[Dataset items]
****************

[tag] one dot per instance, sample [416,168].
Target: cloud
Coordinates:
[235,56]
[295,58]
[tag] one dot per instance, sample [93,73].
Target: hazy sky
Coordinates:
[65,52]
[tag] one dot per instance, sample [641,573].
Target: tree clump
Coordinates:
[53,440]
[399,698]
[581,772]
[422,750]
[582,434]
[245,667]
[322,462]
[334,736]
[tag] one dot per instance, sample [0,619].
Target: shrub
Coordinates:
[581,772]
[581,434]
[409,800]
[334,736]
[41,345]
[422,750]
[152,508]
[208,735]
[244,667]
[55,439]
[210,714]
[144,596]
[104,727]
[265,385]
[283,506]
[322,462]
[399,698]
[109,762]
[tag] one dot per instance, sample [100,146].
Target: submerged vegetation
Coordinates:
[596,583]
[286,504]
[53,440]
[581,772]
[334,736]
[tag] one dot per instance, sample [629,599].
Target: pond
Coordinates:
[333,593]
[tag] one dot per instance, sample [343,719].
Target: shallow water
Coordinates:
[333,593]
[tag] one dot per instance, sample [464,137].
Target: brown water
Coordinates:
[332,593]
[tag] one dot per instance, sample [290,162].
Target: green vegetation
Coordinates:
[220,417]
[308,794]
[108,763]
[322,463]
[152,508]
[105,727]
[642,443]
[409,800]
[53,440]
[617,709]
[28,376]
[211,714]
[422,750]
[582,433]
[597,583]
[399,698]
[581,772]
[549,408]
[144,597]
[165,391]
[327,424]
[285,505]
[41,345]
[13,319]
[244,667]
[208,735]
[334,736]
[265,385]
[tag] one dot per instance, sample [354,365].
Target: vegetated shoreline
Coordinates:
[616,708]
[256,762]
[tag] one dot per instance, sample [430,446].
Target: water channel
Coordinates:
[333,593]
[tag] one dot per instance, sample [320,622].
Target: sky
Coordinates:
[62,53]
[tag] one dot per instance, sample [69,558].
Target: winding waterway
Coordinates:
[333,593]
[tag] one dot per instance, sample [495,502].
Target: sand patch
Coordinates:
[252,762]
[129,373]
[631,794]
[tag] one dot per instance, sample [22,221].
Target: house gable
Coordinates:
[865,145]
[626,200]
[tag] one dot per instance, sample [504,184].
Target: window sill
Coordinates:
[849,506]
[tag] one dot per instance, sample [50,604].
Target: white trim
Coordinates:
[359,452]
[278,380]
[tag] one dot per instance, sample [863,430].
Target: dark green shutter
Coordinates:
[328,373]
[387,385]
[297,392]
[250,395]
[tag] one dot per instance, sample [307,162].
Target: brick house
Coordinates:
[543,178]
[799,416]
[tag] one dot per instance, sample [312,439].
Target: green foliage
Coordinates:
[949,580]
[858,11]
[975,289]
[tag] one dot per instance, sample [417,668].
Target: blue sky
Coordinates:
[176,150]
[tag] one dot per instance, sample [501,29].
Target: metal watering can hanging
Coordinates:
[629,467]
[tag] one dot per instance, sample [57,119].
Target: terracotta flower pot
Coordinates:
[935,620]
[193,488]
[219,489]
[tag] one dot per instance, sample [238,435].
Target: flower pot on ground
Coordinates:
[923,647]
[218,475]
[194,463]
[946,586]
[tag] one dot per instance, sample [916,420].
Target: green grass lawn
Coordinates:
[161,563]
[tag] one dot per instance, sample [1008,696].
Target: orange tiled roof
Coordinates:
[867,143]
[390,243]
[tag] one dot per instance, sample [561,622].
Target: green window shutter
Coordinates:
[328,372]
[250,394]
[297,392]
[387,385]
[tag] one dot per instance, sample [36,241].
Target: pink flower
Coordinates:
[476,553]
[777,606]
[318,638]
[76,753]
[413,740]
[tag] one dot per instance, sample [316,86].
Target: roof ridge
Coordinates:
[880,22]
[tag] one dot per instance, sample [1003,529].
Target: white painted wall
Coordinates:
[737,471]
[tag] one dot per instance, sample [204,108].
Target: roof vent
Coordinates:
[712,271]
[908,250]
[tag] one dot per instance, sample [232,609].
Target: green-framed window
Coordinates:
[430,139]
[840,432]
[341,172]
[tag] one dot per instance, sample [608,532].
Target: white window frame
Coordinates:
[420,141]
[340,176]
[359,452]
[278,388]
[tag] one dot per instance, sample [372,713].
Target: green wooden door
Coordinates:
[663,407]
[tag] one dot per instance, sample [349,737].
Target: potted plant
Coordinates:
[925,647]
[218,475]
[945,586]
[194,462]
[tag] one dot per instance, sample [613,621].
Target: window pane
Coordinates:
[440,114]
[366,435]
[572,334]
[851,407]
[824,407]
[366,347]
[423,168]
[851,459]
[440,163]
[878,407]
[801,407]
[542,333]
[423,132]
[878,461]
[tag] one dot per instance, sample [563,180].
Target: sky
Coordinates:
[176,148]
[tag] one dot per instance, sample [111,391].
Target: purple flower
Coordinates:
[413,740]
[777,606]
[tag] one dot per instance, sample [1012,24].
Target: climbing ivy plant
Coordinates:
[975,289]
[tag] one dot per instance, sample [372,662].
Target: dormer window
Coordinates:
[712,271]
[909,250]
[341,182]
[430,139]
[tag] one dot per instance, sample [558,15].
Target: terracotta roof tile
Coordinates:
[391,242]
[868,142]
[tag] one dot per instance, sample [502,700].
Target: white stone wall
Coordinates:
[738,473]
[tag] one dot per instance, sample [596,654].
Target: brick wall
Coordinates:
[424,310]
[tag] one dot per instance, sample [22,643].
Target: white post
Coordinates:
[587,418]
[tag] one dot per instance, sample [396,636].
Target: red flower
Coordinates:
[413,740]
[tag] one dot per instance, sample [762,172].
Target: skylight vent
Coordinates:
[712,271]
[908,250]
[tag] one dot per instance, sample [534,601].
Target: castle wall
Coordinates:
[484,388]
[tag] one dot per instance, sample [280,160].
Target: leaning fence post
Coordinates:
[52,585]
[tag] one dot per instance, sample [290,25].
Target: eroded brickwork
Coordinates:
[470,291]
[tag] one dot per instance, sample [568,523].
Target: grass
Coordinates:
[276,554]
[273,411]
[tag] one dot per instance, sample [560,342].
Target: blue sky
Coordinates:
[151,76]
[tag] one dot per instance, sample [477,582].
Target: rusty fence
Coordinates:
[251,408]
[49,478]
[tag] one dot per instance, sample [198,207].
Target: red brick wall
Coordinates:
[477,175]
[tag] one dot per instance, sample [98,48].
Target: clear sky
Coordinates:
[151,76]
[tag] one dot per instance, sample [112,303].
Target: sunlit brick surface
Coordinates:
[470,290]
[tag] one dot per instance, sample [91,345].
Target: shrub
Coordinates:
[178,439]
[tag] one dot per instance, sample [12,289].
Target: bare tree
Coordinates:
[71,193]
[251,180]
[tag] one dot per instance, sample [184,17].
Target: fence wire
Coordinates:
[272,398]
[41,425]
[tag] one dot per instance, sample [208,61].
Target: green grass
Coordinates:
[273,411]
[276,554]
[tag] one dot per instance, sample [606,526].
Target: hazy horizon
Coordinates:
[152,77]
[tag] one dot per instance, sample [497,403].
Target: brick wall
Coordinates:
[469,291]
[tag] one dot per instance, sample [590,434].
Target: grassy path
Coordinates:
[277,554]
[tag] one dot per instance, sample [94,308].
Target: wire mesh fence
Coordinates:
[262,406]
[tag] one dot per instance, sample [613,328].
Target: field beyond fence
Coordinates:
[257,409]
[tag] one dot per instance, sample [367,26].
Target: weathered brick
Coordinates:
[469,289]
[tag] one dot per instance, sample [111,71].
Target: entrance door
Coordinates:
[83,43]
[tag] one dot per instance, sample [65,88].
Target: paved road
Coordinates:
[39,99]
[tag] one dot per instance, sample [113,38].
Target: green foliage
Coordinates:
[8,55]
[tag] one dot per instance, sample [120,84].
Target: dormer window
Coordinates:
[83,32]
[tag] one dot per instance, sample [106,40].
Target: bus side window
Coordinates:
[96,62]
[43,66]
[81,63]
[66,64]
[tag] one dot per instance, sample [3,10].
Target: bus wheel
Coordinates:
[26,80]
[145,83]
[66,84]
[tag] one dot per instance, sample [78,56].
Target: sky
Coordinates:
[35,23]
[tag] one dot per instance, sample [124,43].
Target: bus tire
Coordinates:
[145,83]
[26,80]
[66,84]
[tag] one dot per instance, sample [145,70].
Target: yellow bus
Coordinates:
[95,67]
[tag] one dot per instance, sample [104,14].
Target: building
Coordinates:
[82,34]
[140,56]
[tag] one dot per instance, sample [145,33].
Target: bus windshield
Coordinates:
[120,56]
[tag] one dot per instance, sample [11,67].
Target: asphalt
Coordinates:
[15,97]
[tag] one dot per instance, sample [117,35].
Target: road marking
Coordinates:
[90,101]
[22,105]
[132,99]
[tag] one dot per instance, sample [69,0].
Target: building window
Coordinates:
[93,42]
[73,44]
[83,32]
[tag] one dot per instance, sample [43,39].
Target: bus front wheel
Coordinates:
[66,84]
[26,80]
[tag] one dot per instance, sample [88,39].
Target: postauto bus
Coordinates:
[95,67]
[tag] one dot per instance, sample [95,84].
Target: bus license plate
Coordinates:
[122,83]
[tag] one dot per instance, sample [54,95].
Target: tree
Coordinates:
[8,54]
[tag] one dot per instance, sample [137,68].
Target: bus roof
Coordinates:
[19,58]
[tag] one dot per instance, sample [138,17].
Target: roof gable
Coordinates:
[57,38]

****************

§ Task instructions: Using the entries above, work out the number of lines that hold the word "building" and write it with no other words.

§ Solution to this exercise: 2